> _Exercise directions_:
Pick out every line in the entries that contains the string "white".

> _Records for processing_:
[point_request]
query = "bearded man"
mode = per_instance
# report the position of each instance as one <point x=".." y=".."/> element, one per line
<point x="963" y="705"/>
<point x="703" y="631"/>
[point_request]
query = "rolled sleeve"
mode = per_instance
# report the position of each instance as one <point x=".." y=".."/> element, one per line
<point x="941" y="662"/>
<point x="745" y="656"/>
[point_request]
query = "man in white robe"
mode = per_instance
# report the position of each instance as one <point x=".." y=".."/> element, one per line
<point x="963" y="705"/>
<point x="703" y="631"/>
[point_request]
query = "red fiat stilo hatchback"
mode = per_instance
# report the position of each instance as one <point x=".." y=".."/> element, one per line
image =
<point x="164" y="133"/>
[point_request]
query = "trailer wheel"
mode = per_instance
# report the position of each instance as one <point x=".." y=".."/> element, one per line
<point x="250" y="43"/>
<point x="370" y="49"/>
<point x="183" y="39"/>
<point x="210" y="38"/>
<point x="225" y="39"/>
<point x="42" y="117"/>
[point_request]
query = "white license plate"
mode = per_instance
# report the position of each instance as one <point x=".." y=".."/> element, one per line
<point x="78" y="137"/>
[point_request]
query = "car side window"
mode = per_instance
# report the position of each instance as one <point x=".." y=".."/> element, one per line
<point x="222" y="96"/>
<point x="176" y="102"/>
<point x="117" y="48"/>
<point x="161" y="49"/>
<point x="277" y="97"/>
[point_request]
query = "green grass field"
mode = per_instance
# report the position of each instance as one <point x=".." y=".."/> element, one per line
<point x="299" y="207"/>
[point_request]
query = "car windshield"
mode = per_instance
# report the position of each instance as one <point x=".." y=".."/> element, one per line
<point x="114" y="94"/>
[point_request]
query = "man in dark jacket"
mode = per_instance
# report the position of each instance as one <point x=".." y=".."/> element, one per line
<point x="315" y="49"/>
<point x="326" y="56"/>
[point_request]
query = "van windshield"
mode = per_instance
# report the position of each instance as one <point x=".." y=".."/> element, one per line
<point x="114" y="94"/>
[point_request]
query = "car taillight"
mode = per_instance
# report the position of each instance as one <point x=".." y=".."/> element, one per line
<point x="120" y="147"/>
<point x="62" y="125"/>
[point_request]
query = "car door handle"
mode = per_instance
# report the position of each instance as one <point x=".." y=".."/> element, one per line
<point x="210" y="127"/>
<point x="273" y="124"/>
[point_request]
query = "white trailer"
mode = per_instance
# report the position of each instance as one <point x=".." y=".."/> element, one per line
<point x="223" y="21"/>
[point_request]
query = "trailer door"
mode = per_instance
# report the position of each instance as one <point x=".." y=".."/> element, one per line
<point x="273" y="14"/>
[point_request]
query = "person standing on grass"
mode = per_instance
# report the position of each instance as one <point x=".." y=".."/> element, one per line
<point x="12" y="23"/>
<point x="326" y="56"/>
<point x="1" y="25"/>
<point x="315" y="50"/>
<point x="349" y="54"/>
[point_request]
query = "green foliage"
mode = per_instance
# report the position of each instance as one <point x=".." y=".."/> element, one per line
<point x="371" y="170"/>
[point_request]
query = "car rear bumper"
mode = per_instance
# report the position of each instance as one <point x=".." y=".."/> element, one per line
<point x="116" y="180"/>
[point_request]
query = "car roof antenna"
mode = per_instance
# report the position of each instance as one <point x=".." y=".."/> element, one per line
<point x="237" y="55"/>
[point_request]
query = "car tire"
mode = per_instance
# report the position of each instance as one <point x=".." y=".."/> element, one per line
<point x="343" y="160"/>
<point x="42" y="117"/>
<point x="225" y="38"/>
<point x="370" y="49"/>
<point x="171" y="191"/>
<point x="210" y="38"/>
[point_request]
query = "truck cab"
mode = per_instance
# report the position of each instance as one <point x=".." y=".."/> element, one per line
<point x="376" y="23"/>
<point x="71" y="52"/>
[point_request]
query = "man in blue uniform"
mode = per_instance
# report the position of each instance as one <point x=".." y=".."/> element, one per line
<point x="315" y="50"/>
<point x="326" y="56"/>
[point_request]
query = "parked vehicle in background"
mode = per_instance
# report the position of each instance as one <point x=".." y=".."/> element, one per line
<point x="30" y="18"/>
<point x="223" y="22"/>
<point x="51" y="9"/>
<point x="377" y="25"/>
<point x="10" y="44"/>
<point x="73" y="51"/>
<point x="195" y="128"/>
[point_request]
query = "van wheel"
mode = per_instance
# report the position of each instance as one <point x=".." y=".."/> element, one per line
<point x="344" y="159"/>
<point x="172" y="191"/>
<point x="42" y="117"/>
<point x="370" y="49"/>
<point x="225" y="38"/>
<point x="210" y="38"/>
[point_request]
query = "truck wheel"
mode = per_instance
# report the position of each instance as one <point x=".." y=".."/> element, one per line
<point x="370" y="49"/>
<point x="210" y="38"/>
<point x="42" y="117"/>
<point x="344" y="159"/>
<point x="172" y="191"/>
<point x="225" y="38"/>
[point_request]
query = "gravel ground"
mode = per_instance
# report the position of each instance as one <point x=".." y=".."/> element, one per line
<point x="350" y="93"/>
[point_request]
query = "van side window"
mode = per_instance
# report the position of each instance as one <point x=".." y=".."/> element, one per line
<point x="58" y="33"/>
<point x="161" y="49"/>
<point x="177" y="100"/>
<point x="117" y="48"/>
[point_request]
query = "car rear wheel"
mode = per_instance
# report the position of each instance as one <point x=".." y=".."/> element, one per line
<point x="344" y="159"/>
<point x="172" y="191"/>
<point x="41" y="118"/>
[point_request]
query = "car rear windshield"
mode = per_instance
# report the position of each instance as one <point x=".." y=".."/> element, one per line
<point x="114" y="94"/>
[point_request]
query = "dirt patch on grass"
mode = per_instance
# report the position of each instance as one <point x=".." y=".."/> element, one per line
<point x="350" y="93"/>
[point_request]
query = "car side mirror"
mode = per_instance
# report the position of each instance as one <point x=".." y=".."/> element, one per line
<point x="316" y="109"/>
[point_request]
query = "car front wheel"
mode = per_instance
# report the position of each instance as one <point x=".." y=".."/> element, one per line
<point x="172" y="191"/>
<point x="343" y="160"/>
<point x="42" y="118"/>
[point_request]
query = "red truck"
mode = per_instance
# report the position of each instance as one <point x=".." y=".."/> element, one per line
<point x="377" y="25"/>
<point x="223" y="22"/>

> _Written answer_:
query = "man in white robe"
query = "white license plate"
query = "white trailer"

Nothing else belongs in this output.